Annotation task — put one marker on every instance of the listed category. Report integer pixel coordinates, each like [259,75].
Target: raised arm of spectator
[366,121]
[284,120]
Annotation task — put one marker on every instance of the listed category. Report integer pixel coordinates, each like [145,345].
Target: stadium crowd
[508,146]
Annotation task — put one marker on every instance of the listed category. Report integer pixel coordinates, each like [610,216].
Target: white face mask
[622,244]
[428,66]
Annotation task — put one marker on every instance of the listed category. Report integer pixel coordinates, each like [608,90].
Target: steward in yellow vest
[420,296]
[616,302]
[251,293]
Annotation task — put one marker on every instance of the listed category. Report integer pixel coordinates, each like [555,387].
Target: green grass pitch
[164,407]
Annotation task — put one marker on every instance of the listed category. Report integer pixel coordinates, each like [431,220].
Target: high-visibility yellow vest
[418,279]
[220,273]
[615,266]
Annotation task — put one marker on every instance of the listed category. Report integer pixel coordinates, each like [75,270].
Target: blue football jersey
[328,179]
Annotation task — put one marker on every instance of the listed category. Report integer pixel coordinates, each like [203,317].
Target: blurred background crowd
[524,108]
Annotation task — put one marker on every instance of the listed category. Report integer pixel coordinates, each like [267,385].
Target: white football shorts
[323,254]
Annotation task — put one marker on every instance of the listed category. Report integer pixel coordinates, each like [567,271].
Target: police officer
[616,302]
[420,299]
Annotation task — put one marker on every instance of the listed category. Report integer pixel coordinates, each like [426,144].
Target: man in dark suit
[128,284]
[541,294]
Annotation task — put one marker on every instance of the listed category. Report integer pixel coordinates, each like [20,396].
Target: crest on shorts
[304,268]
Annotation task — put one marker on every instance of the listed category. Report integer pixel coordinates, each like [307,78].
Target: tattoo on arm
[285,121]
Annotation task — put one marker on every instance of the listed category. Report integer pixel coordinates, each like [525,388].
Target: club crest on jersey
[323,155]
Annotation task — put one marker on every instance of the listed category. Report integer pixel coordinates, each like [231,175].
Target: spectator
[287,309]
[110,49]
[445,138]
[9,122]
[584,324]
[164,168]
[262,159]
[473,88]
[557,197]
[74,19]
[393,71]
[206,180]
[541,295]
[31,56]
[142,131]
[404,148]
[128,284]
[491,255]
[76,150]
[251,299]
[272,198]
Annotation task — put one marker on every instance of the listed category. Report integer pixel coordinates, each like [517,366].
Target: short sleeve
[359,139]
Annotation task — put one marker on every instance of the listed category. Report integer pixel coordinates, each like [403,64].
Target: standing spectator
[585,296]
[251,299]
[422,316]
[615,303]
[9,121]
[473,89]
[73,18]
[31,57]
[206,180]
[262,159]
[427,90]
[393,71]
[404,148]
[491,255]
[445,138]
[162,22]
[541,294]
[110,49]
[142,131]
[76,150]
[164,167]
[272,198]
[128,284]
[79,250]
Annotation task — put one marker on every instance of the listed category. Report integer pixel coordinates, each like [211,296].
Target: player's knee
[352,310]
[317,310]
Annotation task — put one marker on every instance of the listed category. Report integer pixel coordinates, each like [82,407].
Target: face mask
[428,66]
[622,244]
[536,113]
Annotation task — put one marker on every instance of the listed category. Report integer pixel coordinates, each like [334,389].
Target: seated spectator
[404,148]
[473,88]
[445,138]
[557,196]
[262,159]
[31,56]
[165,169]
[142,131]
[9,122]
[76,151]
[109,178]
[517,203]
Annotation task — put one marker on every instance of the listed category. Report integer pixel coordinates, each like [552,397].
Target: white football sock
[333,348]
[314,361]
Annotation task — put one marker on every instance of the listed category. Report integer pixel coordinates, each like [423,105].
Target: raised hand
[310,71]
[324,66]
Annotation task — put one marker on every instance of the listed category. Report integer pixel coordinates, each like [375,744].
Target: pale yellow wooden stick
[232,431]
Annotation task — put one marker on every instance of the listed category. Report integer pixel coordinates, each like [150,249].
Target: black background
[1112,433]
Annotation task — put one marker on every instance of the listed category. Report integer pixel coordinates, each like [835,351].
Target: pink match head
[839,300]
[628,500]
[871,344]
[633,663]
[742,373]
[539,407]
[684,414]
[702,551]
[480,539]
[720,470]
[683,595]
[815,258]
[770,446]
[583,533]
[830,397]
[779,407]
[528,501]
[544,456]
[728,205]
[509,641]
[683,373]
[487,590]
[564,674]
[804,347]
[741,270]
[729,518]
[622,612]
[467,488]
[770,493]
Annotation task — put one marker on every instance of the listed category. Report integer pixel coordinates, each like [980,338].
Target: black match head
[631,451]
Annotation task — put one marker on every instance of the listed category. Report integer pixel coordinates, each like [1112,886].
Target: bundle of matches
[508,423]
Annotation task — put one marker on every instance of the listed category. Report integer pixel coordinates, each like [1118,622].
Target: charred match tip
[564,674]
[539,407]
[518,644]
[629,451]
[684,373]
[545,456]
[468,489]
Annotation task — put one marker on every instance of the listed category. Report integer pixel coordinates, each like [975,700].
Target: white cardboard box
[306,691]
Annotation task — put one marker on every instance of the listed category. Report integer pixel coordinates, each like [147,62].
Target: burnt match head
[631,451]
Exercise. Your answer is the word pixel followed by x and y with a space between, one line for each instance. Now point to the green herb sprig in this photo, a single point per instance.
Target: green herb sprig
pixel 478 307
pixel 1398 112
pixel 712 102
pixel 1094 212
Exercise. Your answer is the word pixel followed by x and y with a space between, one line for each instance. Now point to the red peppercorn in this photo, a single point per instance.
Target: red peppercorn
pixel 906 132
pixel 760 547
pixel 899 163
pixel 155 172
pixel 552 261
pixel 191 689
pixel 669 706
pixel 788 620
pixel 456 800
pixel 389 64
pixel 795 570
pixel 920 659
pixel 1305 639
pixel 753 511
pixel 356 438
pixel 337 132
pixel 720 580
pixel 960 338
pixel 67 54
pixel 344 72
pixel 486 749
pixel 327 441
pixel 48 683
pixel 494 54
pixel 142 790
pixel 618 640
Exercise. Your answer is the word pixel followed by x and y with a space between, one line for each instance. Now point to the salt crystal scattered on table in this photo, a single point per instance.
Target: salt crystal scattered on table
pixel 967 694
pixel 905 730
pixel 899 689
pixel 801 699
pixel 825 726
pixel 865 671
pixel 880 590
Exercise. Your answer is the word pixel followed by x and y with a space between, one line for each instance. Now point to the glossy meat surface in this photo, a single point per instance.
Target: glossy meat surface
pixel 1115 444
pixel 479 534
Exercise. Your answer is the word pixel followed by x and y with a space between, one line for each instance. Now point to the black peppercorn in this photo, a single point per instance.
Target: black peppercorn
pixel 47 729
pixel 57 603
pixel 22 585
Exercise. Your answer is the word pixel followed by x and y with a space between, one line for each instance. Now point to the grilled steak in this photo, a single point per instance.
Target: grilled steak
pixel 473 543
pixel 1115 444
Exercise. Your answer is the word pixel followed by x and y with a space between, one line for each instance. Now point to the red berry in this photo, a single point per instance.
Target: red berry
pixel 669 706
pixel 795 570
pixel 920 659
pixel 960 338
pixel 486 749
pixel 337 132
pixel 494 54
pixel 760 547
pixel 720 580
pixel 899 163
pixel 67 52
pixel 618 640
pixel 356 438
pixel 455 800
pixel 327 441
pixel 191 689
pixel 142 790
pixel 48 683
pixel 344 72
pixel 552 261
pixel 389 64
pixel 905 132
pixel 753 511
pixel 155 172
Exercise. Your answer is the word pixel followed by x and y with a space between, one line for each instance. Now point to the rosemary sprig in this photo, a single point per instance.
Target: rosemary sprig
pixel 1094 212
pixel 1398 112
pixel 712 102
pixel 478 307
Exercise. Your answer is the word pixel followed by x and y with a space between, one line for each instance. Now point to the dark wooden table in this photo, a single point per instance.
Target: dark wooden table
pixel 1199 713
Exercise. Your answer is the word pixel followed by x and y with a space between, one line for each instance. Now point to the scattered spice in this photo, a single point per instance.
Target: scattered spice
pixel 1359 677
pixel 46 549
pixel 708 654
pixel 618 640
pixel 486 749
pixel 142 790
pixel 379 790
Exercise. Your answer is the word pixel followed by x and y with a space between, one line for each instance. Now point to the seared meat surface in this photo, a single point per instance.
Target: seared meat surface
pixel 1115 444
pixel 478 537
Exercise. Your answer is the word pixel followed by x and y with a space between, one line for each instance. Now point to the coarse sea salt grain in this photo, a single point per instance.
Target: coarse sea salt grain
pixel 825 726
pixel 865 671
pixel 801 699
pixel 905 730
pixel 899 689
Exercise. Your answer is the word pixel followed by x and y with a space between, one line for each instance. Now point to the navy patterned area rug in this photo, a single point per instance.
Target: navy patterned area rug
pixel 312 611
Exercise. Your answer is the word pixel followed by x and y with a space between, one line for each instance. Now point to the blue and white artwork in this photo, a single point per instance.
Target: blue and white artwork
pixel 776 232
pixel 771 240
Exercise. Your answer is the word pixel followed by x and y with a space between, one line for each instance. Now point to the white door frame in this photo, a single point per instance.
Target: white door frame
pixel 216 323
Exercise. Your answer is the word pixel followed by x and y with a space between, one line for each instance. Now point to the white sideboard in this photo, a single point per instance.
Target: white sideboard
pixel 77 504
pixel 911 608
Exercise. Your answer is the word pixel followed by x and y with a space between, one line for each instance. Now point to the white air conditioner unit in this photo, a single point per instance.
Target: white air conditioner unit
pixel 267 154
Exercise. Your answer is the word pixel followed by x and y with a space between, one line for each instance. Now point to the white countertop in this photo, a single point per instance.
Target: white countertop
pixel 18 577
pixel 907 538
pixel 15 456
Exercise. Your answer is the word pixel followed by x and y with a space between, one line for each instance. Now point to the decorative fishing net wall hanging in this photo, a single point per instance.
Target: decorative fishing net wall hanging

• _SHORT TASK_
Copy out, with no changes, the stretch of the data from the line containing "to the scattered" through the line containing "pixel 478 537", both of those lines included.

• _WRITTEN ANSWER_
Exercise. Your answer is the word pixel followed by x and y with a space between, one line for each instance. Now point to the scattered spice in this photo, a single point per instance.
Target: scattered spice
pixel 1359 677
pixel 46 549
pixel 708 654
pixel 618 640
pixel 486 749
pixel 142 790
pixel 379 790
Exercise. Your answer is the word pixel followed by x and y with a space between, one line for each instance. Now point to the seared meat surface in this photo, a single point per instance.
Target: seared meat surface
pixel 1115 444
pixel 478 537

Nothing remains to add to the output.